------ Text segment

MULEGE, MEXICO: Diana Johnson of the Hotel Serenidad said local pangas were catching 5 to 10 dorado per day, and the water temperature was 76 degrees. Some early sailfish were also caught, Johnson said.
BAHIA DE LOS ANGELES, MEXICO: Matt Quilter fished 5 days from his camp at San Francisquito and found slow action except on big numbers of shore caught spotted bay bass. "Had the place virtually to ourselves," Quilter said. "Bad news was so-so fishing, cool air and water temps, not much tidal movement.
"No surface action, and the bottom fishing was just not going off like usual. The resort's panga did score some yellowtail to about 18 pounds, but they were out of range of our tiny inflatable.
"I did stumble on some fabulous shore fishing. Late in the afternoons, I would slog up to the north point and cast the ultralight stuff over the rock and sand bottom in the corner. The action would turn on like a light switch just before dusk, and it was nonstop until you had to drag yourself away. Six-pound line with plastic was absolutely inhaled until I ran out. I then fished with a single 5/8-ounce Kroc for the rest of the trip. Mostly BIG spotties, as nice as I've ever caught. These were beautiful fish, very dark with brilliant orange and yellow bellies, not like when you pull them out of deep water.
"The last night was a real smorgasboard, 1 nice cabrilla, many sculpin, more great bass, a hogfish, a grunt and a barracuda. Hugely entertaining. Despite the slow fishing, this was a great trip."
Quilter also reported seeing thousands of possible small bonefish while shore casting at Playa San Rafael. Water temperatures averaged 64 degrees.
SAN FELIPE, MEXICO: Fily "Ice Man" Espinoza of Tony Reyes Fishing Tours reported on a 6-day Midriff Islands trip by the San Felipe panga mothership Jose Andres, returning on May 9 with a catch of: 119 yellowtail, 18 to 28 pounds; 4 grouper, 35 to 65 pounds; 11 white seabass, 15 to 45 pounds; 109 cabrilla, 8 to 11 pounds; 100 squid, 20 to 35 pounds; 8 broomtail grouper, 8 to 11 pounds; 4 sheephead, 8 pounds; 2 shark, 9 to 10 pounds; and limits of spotted bay bass. Midriff water temperatures averaged 70 degrees.

------------
------ Records provided

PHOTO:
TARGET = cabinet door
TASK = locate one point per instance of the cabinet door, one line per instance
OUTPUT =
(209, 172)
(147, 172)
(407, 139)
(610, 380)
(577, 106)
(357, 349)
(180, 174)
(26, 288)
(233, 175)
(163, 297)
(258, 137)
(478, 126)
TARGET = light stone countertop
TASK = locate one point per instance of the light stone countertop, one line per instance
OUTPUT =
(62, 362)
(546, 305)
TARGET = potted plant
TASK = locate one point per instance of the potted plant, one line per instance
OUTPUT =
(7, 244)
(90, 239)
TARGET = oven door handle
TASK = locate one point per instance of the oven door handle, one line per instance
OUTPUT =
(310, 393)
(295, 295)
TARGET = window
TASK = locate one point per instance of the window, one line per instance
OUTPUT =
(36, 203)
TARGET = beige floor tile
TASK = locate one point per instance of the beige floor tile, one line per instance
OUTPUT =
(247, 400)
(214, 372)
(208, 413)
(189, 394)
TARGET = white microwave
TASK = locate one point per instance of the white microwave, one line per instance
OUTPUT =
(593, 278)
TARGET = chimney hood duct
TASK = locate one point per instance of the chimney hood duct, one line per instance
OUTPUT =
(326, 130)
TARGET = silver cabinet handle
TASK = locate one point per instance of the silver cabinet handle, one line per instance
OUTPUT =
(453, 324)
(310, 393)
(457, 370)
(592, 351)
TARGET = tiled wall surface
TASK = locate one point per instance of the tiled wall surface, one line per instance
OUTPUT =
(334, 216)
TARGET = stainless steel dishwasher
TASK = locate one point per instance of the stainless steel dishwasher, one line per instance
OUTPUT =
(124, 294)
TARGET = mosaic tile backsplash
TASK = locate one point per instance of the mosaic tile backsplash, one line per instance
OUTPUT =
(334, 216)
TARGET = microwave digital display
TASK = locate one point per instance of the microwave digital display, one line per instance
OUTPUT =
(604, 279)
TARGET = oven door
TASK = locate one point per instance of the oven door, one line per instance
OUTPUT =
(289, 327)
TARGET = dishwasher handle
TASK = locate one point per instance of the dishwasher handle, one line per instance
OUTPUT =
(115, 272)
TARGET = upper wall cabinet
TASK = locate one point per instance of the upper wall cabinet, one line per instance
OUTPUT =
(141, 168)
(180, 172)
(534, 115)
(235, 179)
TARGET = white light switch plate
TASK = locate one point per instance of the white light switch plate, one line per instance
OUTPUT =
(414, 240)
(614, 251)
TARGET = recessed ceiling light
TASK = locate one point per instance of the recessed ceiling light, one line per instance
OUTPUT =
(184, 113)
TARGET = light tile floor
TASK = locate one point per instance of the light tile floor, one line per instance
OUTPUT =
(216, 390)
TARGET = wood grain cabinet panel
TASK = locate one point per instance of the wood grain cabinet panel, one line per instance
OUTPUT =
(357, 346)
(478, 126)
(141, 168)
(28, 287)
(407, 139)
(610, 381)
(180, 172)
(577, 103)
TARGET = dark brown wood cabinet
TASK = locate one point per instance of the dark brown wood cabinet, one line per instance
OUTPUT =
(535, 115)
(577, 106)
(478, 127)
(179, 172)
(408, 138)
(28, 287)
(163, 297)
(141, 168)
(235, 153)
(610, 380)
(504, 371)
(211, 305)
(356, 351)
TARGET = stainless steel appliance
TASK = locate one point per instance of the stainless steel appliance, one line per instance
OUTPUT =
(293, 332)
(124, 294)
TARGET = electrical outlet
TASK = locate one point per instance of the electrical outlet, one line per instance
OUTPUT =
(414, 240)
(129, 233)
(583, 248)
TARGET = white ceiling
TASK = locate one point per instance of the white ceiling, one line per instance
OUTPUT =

------------

**Tasks to perform:**
a. In the fishing report, translate the sentence "Some early sailfish were also caught, Johnson said." into Spanish.
b. According to the fishing report, how many yellowtail did the Jose Andres bring back from its Midriff Islands trip?
c. Reproduce word for word the part of the fishing report that begins at "BAHIA DE LOS" and stops after "our tiny inflatable.".

**Responses to the exercise:**
a. También se capturaron algunos peces vela tempranos, dijo Johnson.

b. 119 yellowtail, 18 to 28 pounds.

c.
BAHIA DE LOS ANGELES, MEXICO: Matt Quilter fished 5 days from his camp at San Francisquito and found slow action except on big numbers of shore caught spotted bay bass. "Had the place virtually to ourselves," Quilter said. "Bad news was so-so fishing, cool air and water temps, not much tidal movement.
"No surface action, and the bottom fishing was just not going off like usual. The resort's panga did score some yellowtail to about 18 pounds, but they were out of range of our tiny inflatable.